Start of Provided text
18 February 2016 Archived
Marc Chagall’s Pour Gustave Zumsteg at Strauss & Co’s 14 March auction tells the great story of a restauranteur and the leading artists of the day.
The framed drawing (R1 100 000 - 1 300 000) which Chagall dedicated to his good friend, Gustave Zumsteg, is accompanied by a certificate of authenticity from the Comité Marc Chagall and the publication, Kronenhalle Zürich, a prestige book on the restaurant of which Zumsteg was proprietor, featuring photographs of guests such as Pablo Picasso, Coco Chanel, Yves Saint Laurent, Rudolp Nureyev and Sophia Loren. The lucky buyer who secures this at Strauss & Co's Cape Town auction on 14 March will not only be acquiring a work of art but will secure a souvenir of an extraordinary friendship and a piece of cultural history.
Marc Chagall is best known for his richly coloured figure paintings depicting dream-like scenes. Floating lovers, farmyard animals, musical instruments and, in later years, Christian scenes are hallmarks of this émigré Russian painter, who translated the vanguard styles of pre- and post-WW1 Paris, notably fauvism and cubism, into an authentic personal idiom.
End of Provided text
◆ **Questions**
a - Which body issued the certificate of authenticity that accompanies the drawing in the auction notice?
b - Please retype the auction notice from "18 February 2016" up to and including "of the day.".
Start of Dataset records
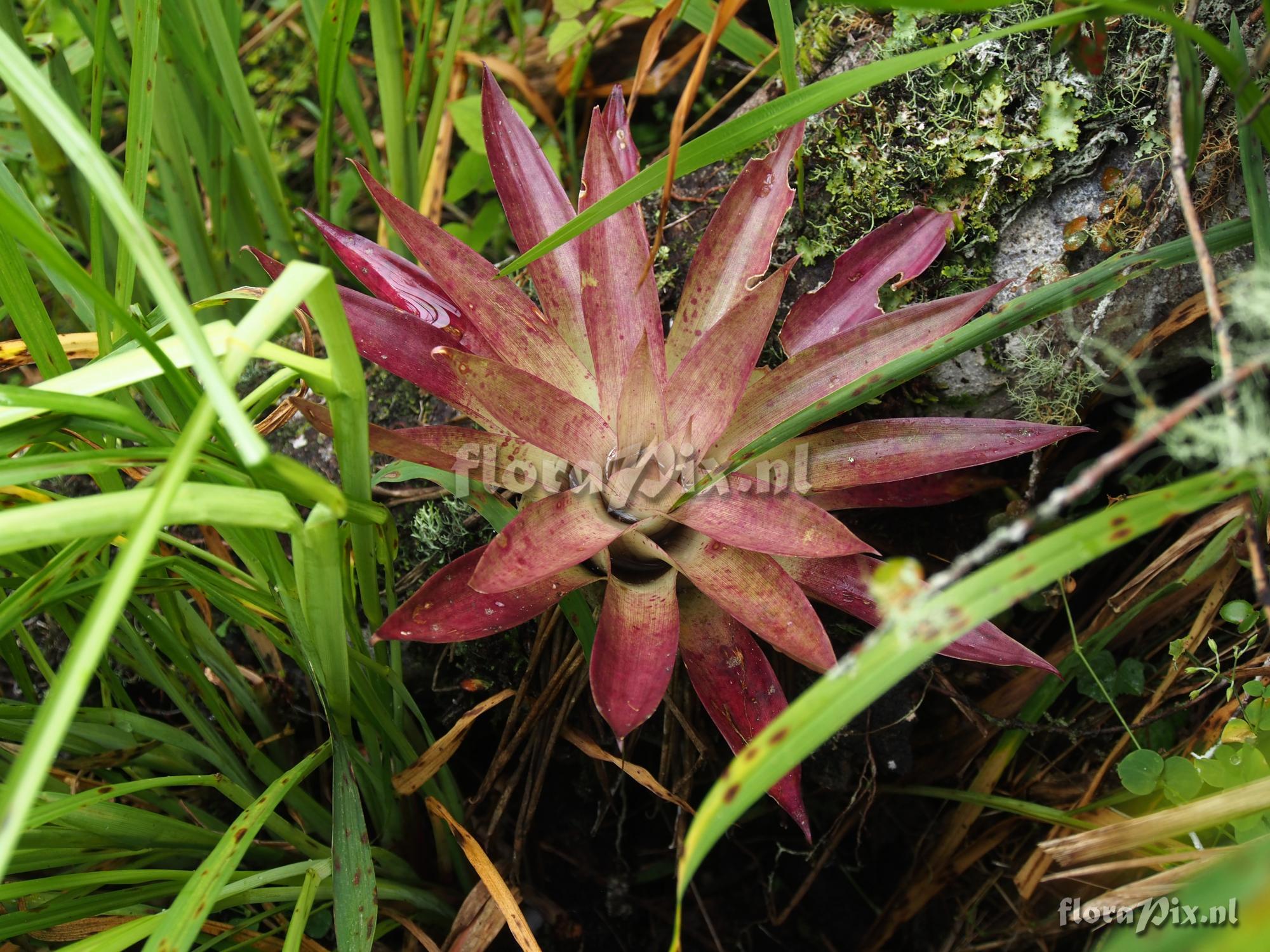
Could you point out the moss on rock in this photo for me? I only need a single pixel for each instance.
(979, 134)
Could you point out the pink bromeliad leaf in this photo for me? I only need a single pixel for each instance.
(844, 583)
(618, 305)
(755, 591)
(399, 342)
(458, 450)
(737, 246)
(822, 369)
(633, 658)
(737, 686)
(534, 409)
(618, 129)
(545, 539)
(904, 247)
(398, 282)
(537, 205)
(711, 380)
(902, 449)
(505, 317)
(641, 420)
(448, 609)
(937, 489)
(742, 512)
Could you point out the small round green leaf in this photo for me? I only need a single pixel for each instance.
(1182, 777)
(1140, 771)
(1236, 612)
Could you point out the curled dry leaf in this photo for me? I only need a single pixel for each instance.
(634, 771)
(444, 748)
(491, 876)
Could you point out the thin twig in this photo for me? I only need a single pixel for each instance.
(1090, 478)
(1217, 317)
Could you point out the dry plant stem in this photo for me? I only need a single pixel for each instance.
(572, 663)
(1090, 478)
(545, 628)
(728, 97)
(1217, 317)
(535, 794)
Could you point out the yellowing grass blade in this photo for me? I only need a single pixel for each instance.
(492, 879)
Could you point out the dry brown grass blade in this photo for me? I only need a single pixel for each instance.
(651, 48)
(1161, 826)
(512, 74)
(1197, 535)
(490, 875)
(728, 97)
(479, 922)
(412, 927)
(634, 771)
(78, 347)
(725, 15)
(436, 756)
(1189, 312)
(435, 188)
(1163, 884)
(1140, 863)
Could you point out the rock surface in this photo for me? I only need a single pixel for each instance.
(1094, 180)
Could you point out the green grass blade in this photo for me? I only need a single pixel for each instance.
(388, 41)
(142, 112)
(269, 188)
(783, 21)
(915, 634)
(26, 82)
(737, 39)
(27, 312)
(335, 40)
(182, 923)
(195, 503)
(120, 370)
(18, 213)
(1253, 166)
(322, 592)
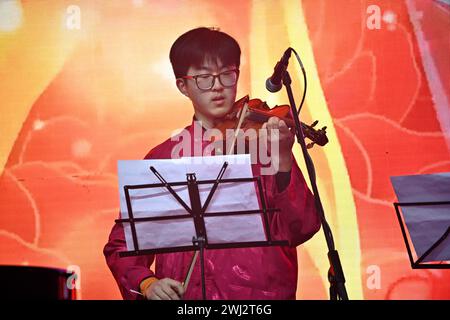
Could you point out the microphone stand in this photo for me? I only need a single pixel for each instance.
(335, 273)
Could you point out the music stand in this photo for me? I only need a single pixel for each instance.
(197, 212)
(424, 201)
(419, 263)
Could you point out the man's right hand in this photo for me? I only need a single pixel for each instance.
(165, 289)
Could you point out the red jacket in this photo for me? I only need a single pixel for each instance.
(244, 273)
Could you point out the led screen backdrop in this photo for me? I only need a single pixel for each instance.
(86, 83)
End of Dataset records
◆ **Task responses**
a - The Comité Marc Chagall.

b -
18 February 2016 Archived
Marc Chagall’s Pour Gustave Zumsteg at Strauss & Co’s 14 March auction tells the great story of a restauranteur and the leading artists of the day.